Exercise directions: Reproduce the listing word for word. Skip any image.

[Records]
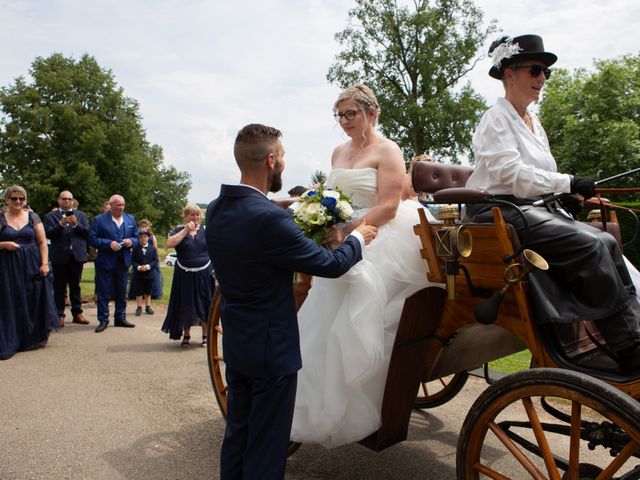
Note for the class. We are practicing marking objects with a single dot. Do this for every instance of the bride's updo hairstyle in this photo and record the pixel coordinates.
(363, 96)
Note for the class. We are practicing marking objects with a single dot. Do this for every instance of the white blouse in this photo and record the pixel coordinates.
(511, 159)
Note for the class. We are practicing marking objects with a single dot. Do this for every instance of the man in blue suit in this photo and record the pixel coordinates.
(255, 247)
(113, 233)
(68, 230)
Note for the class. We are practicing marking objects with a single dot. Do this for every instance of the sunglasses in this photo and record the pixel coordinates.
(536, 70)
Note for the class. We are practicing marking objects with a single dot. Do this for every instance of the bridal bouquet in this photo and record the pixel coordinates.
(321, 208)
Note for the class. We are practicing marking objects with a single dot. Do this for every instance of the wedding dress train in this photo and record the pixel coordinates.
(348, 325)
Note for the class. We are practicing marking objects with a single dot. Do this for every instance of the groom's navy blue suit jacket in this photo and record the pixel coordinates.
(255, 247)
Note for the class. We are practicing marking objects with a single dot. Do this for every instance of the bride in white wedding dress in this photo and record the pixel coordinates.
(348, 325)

Expected output:
Note for the class. We are practicing marking objects with a single dot. Do this for every instance of the bride's updo hairstyle in this photo and record the pixel coordinates.
(363, 96)
Note for the class. We are practicing marking objects with a single dot. Do this for every instance of the white blouse in this photo and record the pixel coordinates.
(511, 159)
Note for the class. We are practicing marking objects with a single dot. Do this for every instance of the man in blue suit in this photo and record the pixel coordinates.
(255, 247)
(113, 233)
(68, 230)
Note for the class. We are practicing marking objects with a single dot. Do this for every instance of the sunglasses in this photo and record the pixel coordinates.
(536, 70)
Note for the class. We are practicing marking objects with a single dot. Do this for every instance of the bridal bouquet in this photo and record the pixel coordinates.
(321, 208)
Note for the class. We are practicing marking objects with a single dot. Do this for every instance of the wedding dress train in this photo and record the pixel coordinates.
(348, 325)
Note for the class. We are practicing marking objects with a single dot. Do this for every instance of the groom's navy blue suit jacket in this photo and record the pixel coordinates.
(255, 247)
Note for the class. We are practicing marking objects with a single dot. Do this for every instance of the bride in white wedding dress in this photo and record the pixel coordinates.
(348, 325)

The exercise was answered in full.